### Text shown
When asked to raise any issues that he wished to
put in relation to his
application, he raised that:
- the
situation for people thought to be involved in people smuggling had gotten worse
in Sri Lanka;
- people
had been, in his words, ‘dobbing on him’ in Sri Lanka and that this
was creating an issue for him in Sri Lanka;
and
- he
had difficulty putting submissions or arguments before the Court at the hearing
on the grounds that he was affected by a health
condition. No evidence has been
placed before the Court to support any claim that he is suffering from a health
condition.
- The
grounds of review in the application are:
- 1. The
decision of the Tribunal:
- (a) is
affected by an error of law; and
- (b) denied
the applicant procedural fairness.
- 2. I have
made an application for assistance through Victorian Legal Aid and am waiting
for a decision.
The Tribunal decision
- The
applicant appeared at the hearing before the Tribunal on 17 September 2015 and
was assisted by an interpreter and a migration
agent. The decision of the
Tribunal at paragraph [11] reproduces the statutory declaration that had been
made by the applicant on
31 October 2012 in support of his application for a
Protection visa application. In substance, he claimed that whilst in Sri Lanka,
he had driven a neighbour around at night in a tuktuk, and he realised the
neighbour was engaged in rounding up clients for a people
smuggler to transport
those people out of Sri Lanka. He said that when two CID officers came looking
for him, he got scared and
went to stay with his uncle away from the local
district and then obtained a passage on a boat to Australia.
- The
Tribunal rejected the claims made by the applicant in relation to his
involvement in people smuggling and did so at length in
its decision. The
reasons for the Tribunal’s rejection of the claims are accurately
summarised in the submissions filed on
behalf of the Minister at paragraph
[9]:
- The
Tribunal rejected the applicant’s core claims about having been associated
with a neighbour who was involved in people
smuggling for credibility reasons,
finding a number of inconsistencies between what he had said in his visa
application, when interviewed
by the delegate, and at the Tribunal
hearing.
- 9.1 In his
statutory declaration the applicant claimed to have driven his neighbour around
in a tuk tuk for “around a month
in April-May”, whereas at the
Tribunal hearing he claimed to have done so for a period of two months, up until
a few days before
leaving Sri Lanka on 28 June 2012.
- 9.2 In his
statutory declaration the applicant claimed to have been paid 400 rupees a night
by his neighbour, which the applicant
then gave to the tuk tuk owner, whereas at
the Tribunal hearing he claimed to have been paid anywhere between 400 and 750
rupees
per night.
- 9.3 At the
Tribunal hearing the applicant claimed that when he spoke to his neighbour about
whether the was involved in people smuggling
his neighbour neither admitted nor
denied such an involvement, whereas in his statutory declaration the applicant
stated that his
neighbour told him that he was gathering people for someone else
who was organising the boats.
- 9.4 In his
statutory declaration the applicant stated that he continued to drive his
neighbour for a week after he “knew what
he was doing was wrong, and I
could get in trouble for helping him, but he was pestering me”, whereas at
the Tribunal hearing
the applicant claimed to have only driven him another two
or three times over a two week period because his neighbour only had one
leg,
and there was no-one else to take him.

### Given data

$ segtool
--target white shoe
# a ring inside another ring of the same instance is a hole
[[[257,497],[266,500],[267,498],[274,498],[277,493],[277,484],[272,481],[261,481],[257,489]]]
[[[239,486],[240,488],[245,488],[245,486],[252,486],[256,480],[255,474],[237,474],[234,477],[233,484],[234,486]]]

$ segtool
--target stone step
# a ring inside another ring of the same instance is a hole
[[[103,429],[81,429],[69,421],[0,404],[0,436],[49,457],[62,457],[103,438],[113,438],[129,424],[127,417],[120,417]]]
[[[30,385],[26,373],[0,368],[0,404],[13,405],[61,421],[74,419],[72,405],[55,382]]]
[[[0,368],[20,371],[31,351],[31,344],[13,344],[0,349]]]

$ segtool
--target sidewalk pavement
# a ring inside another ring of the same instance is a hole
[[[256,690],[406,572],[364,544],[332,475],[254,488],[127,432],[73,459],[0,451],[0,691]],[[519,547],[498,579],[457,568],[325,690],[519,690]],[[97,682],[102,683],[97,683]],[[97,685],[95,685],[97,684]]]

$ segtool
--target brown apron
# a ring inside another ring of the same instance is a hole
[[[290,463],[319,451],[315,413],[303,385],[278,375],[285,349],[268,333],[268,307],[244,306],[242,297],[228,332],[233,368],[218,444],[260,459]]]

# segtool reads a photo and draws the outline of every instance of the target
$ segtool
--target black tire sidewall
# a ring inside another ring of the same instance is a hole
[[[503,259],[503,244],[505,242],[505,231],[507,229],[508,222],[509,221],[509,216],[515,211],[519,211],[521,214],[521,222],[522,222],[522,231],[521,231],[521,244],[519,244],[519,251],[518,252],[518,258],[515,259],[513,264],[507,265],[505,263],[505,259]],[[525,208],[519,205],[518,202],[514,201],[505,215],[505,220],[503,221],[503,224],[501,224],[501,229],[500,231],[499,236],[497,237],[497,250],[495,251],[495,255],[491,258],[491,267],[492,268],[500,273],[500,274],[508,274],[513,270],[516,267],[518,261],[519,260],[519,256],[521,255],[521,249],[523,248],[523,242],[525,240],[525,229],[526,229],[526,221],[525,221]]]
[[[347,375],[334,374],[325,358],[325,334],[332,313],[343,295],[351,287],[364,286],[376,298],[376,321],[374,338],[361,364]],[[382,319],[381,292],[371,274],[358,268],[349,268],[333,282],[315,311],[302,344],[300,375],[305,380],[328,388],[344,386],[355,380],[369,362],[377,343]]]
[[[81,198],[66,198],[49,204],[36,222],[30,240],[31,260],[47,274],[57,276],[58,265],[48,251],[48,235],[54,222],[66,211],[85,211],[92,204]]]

### Task 1
From the judgment excerpt, reproduce word for word the part that opens with the words containing "- 9.1 In his" and closes with "28 June 2012.".
### Task 2
According to the judgment excerpt, why did the Tribunal reject the applicant's core claims about his association with a neighbour involved in people smuggling? Answer in one to three sentences.

### Result 1
- 9.1 In his
statutory declaration the applicant claimed to have driven his neighbour around
in a tuk tuk for “around a month
in April-May”, whereas at the
Tribunal hearing he claimed to have done so for a period of two months, up until
a few days before
leaving Sri Lanka on 28 June 2012.

### Result 2
The Tribunal rejected those claims for credibility reasons. It found a number of inconsistencies between what the applicant said in his visa application, what he said when the delegate interviewed him, and what he said at the Tribunal hearing.